[Labeled area outline entries]
>> BEGIN

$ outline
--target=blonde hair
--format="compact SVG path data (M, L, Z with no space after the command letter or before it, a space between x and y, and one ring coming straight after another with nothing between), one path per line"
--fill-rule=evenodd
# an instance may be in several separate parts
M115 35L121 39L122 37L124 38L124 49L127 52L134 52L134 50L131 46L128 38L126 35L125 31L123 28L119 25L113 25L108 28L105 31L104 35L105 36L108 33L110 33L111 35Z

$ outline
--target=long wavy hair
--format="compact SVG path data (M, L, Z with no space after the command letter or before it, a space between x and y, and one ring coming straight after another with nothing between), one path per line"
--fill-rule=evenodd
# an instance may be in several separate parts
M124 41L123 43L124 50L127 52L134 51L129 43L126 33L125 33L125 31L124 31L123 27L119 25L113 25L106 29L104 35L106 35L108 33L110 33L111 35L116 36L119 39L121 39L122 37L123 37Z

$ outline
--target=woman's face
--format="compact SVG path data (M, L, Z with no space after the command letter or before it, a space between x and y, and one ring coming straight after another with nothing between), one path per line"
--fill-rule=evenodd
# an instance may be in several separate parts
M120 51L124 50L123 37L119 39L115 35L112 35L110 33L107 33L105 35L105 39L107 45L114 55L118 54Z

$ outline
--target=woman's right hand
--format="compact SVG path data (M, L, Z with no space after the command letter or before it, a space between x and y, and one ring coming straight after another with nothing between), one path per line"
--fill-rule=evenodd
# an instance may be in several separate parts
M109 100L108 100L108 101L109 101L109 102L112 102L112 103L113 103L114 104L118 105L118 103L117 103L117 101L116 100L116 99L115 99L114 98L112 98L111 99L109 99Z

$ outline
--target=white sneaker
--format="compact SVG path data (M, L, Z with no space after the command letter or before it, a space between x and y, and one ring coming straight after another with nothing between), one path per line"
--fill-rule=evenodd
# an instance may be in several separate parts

>> END

- [WHAT NEEDS TO BE DONE]:
Update the entries from the beginning up to and including the line with "M120 51L124 50L123" by replacing "evenodd" with "nonzero" and leaving everything else unchanged.

- [THE OUTPUT]:
$ outline
--target=blonde hair
--format="compact SVG path data (M, L, Z with no space after the command letter or before it, a space between x and y, and one ring coming straight after another with nothing between), one path per line"
--fill-rule=nonzero
# an instance may be in several separate parts
M115 35L121 39L122 37L124 38L124 49L127 52L134 52L134 50L131 46L128 38L126 35L125 31L123 28L119 25L113 25L108 28L105 31L104 35L105 36L108 33L110 33L111 35Z

$ outline
--target=long wavy hair
--format="compact SVG path data (M, L, Z with no space after the command letter or before it, a space between x and y, and one ring coming straight after another with nothing between), one path per line"
--fill-rule=nonzero
# an instance may be in several separate parts
M124 41L123 43L124 50L127 52L134 51L129 43L126 33L125 33L125 31L124 31L123 27L119 25L113 25L106 29L104 35L106 35L108 33L110 33L111 35L116 36L119 39L121 39L122 37L123 37Z

$ outline
--target=woman's face
--format="compact SVG path data (M, L, Z with no space after the command letter or before it, a space between x and y, and one ring coming straight after another with nothing between), one path per line"
--fill-rule=nonzero
# an instance may be in several separate parts
M120 51L124 50L123 37L119 39L115 35L112 35L110 33L107 33L105 35L105 39L107 45L114 55L118 54Z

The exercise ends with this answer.